> Exercise: Repeat what the lines below say, word for word, and skip every image.

> Rows:
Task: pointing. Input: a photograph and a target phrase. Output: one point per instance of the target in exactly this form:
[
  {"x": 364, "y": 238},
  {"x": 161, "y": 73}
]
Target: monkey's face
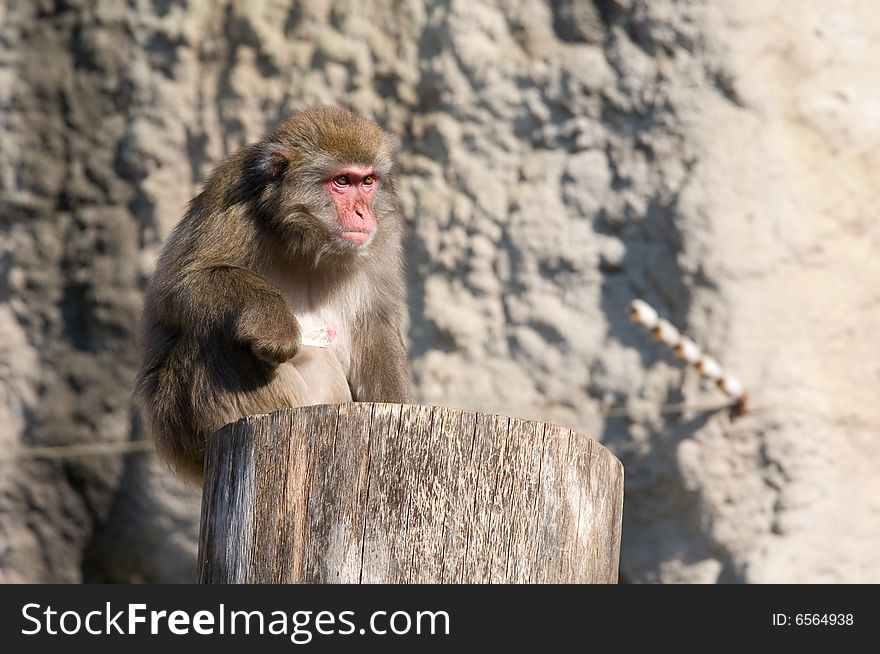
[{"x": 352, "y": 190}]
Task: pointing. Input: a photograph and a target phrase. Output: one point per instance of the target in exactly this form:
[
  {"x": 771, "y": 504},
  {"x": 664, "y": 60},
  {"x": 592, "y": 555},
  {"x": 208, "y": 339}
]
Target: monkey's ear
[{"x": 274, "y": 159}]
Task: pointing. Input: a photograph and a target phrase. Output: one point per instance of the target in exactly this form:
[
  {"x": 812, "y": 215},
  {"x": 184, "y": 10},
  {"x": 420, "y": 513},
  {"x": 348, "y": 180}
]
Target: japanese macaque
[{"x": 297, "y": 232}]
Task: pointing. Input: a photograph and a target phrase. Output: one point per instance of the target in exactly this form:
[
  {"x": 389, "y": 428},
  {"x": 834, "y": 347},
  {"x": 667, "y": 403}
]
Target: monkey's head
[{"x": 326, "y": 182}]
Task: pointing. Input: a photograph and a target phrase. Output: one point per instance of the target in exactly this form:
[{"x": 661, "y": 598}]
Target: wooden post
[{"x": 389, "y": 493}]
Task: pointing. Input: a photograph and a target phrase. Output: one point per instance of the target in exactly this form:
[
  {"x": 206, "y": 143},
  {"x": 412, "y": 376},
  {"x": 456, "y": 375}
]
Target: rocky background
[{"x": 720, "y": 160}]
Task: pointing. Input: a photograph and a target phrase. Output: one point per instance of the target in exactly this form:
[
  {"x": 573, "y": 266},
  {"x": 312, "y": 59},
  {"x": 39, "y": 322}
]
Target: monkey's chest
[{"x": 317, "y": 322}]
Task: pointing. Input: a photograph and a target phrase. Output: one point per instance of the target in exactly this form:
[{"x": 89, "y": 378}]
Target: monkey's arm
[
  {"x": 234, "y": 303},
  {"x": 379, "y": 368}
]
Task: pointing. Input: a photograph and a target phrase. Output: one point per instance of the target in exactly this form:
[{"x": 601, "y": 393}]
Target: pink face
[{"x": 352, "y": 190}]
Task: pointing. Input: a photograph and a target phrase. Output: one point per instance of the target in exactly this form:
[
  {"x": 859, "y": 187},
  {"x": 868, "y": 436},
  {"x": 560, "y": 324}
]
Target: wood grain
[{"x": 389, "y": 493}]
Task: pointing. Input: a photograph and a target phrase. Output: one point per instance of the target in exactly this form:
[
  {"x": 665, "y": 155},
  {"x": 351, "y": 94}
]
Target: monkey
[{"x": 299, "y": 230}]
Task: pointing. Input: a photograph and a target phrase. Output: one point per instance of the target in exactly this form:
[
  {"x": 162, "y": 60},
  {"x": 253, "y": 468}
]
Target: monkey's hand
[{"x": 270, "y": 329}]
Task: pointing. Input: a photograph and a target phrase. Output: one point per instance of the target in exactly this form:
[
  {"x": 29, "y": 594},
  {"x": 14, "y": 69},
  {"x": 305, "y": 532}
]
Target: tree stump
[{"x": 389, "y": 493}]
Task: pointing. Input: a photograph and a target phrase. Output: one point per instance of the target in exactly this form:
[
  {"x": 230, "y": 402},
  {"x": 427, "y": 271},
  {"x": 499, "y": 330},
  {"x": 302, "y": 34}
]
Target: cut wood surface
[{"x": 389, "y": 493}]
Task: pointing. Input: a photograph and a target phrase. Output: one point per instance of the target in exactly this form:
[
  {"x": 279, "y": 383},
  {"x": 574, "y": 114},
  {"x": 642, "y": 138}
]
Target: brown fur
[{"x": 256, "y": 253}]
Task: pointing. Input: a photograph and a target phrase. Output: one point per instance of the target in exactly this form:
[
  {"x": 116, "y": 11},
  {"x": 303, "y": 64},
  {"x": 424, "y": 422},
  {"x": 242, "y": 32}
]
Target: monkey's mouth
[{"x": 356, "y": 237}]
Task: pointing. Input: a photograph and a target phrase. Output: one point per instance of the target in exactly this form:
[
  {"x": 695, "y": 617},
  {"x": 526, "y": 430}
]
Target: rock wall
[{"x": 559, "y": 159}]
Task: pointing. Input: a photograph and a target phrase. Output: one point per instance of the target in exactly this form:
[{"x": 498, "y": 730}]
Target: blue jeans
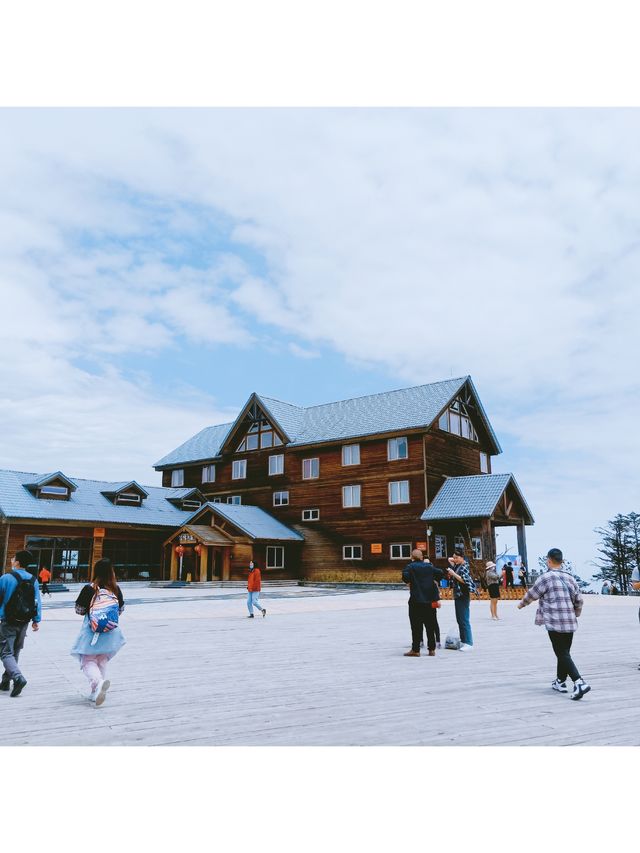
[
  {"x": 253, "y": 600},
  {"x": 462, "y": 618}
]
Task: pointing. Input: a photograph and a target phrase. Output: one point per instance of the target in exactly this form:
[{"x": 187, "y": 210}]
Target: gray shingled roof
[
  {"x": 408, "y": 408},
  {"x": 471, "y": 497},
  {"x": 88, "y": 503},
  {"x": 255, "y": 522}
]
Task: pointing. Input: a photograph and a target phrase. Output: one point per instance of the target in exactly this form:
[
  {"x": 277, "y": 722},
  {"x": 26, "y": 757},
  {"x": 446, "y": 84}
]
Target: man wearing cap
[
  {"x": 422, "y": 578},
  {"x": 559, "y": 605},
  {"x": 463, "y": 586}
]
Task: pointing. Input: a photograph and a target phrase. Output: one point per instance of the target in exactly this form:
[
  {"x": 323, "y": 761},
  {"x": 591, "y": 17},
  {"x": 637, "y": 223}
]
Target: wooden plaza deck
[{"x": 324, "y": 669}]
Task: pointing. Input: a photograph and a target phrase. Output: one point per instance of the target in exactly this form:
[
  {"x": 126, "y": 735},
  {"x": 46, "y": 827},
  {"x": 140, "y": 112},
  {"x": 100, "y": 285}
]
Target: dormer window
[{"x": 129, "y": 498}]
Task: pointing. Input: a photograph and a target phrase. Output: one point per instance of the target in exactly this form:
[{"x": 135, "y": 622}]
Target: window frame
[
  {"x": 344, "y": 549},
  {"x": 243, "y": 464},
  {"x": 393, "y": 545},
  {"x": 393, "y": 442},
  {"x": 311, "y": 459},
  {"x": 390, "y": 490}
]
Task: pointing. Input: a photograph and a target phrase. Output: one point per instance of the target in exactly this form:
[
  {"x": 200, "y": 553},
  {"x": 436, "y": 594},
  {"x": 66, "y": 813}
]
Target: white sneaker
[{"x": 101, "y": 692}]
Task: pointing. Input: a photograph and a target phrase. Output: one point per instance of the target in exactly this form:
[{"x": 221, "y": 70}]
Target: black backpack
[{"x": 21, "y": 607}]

> Answer to this exercise:
Task: pointing. Input: a photograph and a target phrase. Output: one point per instance of the target in exactly this form:
[
  {"x": 364, "y": 238},
  {"x": 161, "y": 73}
]
Target: monkey's face
[{"x": 352, "y": 190}]
Task: pointing. Input: a photograph and a target phrase. Output: one point per instance of the target in exactly this form:
[
  {"x": 771, "y": 504},
  {"x": 664, "y": 60},
  {"x": 592, "y": 555},
  {"x": 208, "y": 339}
]
Target: monkey's ear
[{"x": 274, "y": 159}]
Task: pointing. Input: a photograph and a target phrase. Output: one point per instance of the target in exactly this form:
[
  {"x": 812, "y": 215},
  {"x": 184, "y": 10},
  {"x": 420, "y": 513},
  {"x": 348, "y": 180}
]
Target: japanese macaque
[{"x": 297, "y": 232}]
Task: pointing. Input: a photograph and a target phrase. Output: one point per instance of the target in exactly this form:
[
  {"x": 389, "y": 428},
  {"x": 834, "y": 347},
  {"x": 667, "y": 403}
]
Target: monkey's head
[{"x": 326, "y": 182}]
Task: pointing. Input: a photograph and a target phrase. Output: one point per instance of the target in exactly this form:
[{"x": 661, "y": 598}]
Target: wooden post
[{"x": 389, "y": 493}]
Task: pointing. Input: a photograph and a target phrase. Output: one point per instance of the target in exactly this form:
[
  {"x": 206, "y": 143},
  {"x": 412, "y": 376},
  {"x": 456, "y": 375}
]
Target: rocky background
[{"x": 720, "y": 160}]
Task: pointing. Input: a photograph and a target phrase. Output: one point per instance of the target in exactly this form:
[
  {"x": 573, "y": 266},
  {"x": 312, "y": 59},
  {"x": 39, "y": 322}
]
Target: monkey's chest
[{"x": 317, "y": 322}]
Task: pointing. Input: a photograph and a target phrase. Output: one point per instance of the target in exactly this form:
[{"x": 89, "y": 378}]
Target: monkey's arm
[
  {"x": 234, "y": 303},
  {"x": 379, "y": 368}
]
Task: pointing. Input: a photograph and a target phrase. Output: one point per instance of the target in exactly this form:
[{"x": 601, "y": 393}]
Target: pink face
[{"x": 352, "y": 190}]
Task: pointing. Input: a photograph and a target phrase. Output: one point per instance of the target in exactly this form:
[
  {"x": 859, "y": 187},
  {"x": 868, "y": 436},
  {"x": 560, "y": 324}
]
Target: wood grain
[{"x": 389, "y": 493}]
Task: pointing. Input: a photograph and a target phrase. Output: one point per instance of the target in exactly this form:
[
  {"x": 665, "y": 155},
  {"x": 351, "y": 94}
]
Target: monkey
[{"x": 299, "y": 230}]
Task: pointing. Input: a photograph and a target phrase. Output: one point per instance of the target in exactly this form:
[
  {"x": 162, "y": 60},
  {"x": 253, "y": 468}
]
Target: monkey's hand
[{"x": 270, "y": 329}]
Task: pointing. Input: a photograph and a target phrase. Output: one point per instance of the target in exactly this form:
[
  {"x": 29, "y": 594},
  {"x": 14, "y": 69},
  {"x": 305, "y": 532}
]
Target: tree stump
[{"x": 389, "y": 493}]
Task: pointing. Input: a photograph and a target phrase. Output: one point per instance of the target in exactly this form:
[
  {"x": 230, "y": 402},
  {"x": 427, "y": 271},
  {"x": 499, "y": 330},
  {"x": 302, "y": 34}
]
Target: cut wood surface
[{"x": 389, "y": 493}]
Task: pointing. Input: a photograph and a target phrase. Output: one point per instance of the target in exactly this form:
[
  {"x": 279, "y": 383},
  {"x": 574, "y": 114},
  {"x": 642, "y": 138}
]
Target: brown fur
[{"x": 256, "y": 253}]
Task: pointing. Input: a photograph and a target phrase. Output: one point per instance of the target in exactly this form:
[
  {"x": 116, "y": 11},
  {"x": 303, "y": 64},
  {"x": 424, "y": 422},
  {"x": 242, "y": 32}
]
Target: monkey's mouth
[{"x": 356, "y": 237}]
Task: pointing. Input: a photograph and a target phrase. Output: one point per instance of the target in exactly this form:
[
  {"x": 695, "y": 617},
  {"x": 526, "y": 430}
]
Target: rock wall
[{"x": 559, "y": 159}]
Task: pointing. Input: a photograph and a target phrase. Output: one point per instance of the target in exactly this form:
[{"x": 498, "y": 730}]
Target: blue jeans
[
  {"x": 253, "y": 600},
  {"x": 462, "y": 618}
]
Task: pointing. Input: a photograph and a target phrase. Output: one point per instance of the target in exactly this form:
[{"x": 187, "y": 210}]
Target: gray shingled roof
[
  {"x": 408, "y": 408},
  {"x": 471, "y": 497},
  {"x": 88, "y": 503},
  {"x": 255, "y": 522}
]
Task: pointing. Input: a photograph and a target phrase. Output: one point per instance of the target in exactly this form:
[
  {"x": 277, "y": 722},
  {"x": 26, "y": 757},
  {"x": 446, "y": 84}
]
Target: man wearing cap
[
  {"x": 422, "y": 578},
  {"x": 559, "y": 605},
  {"x": 463, "y": 586}
]
Task: pointing. Input: a photograph and a target phrase. Output: one point per instance of the target in exactly this form:
[
  {"x": 323, "y": 761},
  {"x": 591, "y": 17},
  {"x": 637, "y": 223}
]
Target: wooden plaza deck
[{"x": 324, "y": 669}]
Task: pointing. Input: a photograph and a target phrase. Output: one point per instance of the target in exactly this form:
[
  {"x": 126, "y": 735},
  {"x": 46, "y": 827},
  {"x": 140, "y": 112},
  {"x": 100, "y": 285}
]
Target: dormer window
[{"x": 129, "y": 498}]
Task: pointing. Input: a photograph and a target phrase. Output: one point per instance of the target in exactly this form:
[{"x": 135, "y": 622}]
Target: window frame
[
  {"x": 344, "y": 549},
  {"x": 243, "y": 464},
  {"x": 393, "y": 545},
  {"x": 393, "y": 442},
  {"x": 311, "y": 459},
  {"x": 390, "y": 490}
]
Task: pointing. Input: a photograph and a target phrase. Output: one point per instance of the target in exactly this form:
[
  {"x": 200, "y": 553},
  {"x": 436, "y": 594},
  {"x": 66, "y": 813}
]
Target: white sneaker
[{"x": 101, "y": 692}]
Task: pointing. Input: a photograph and a target phrase. Output: one point per instance of the target in exactly this form:
[{"x": 221, "y": 70}]
Target: black backpack
[{"x": 21, "y": 607}]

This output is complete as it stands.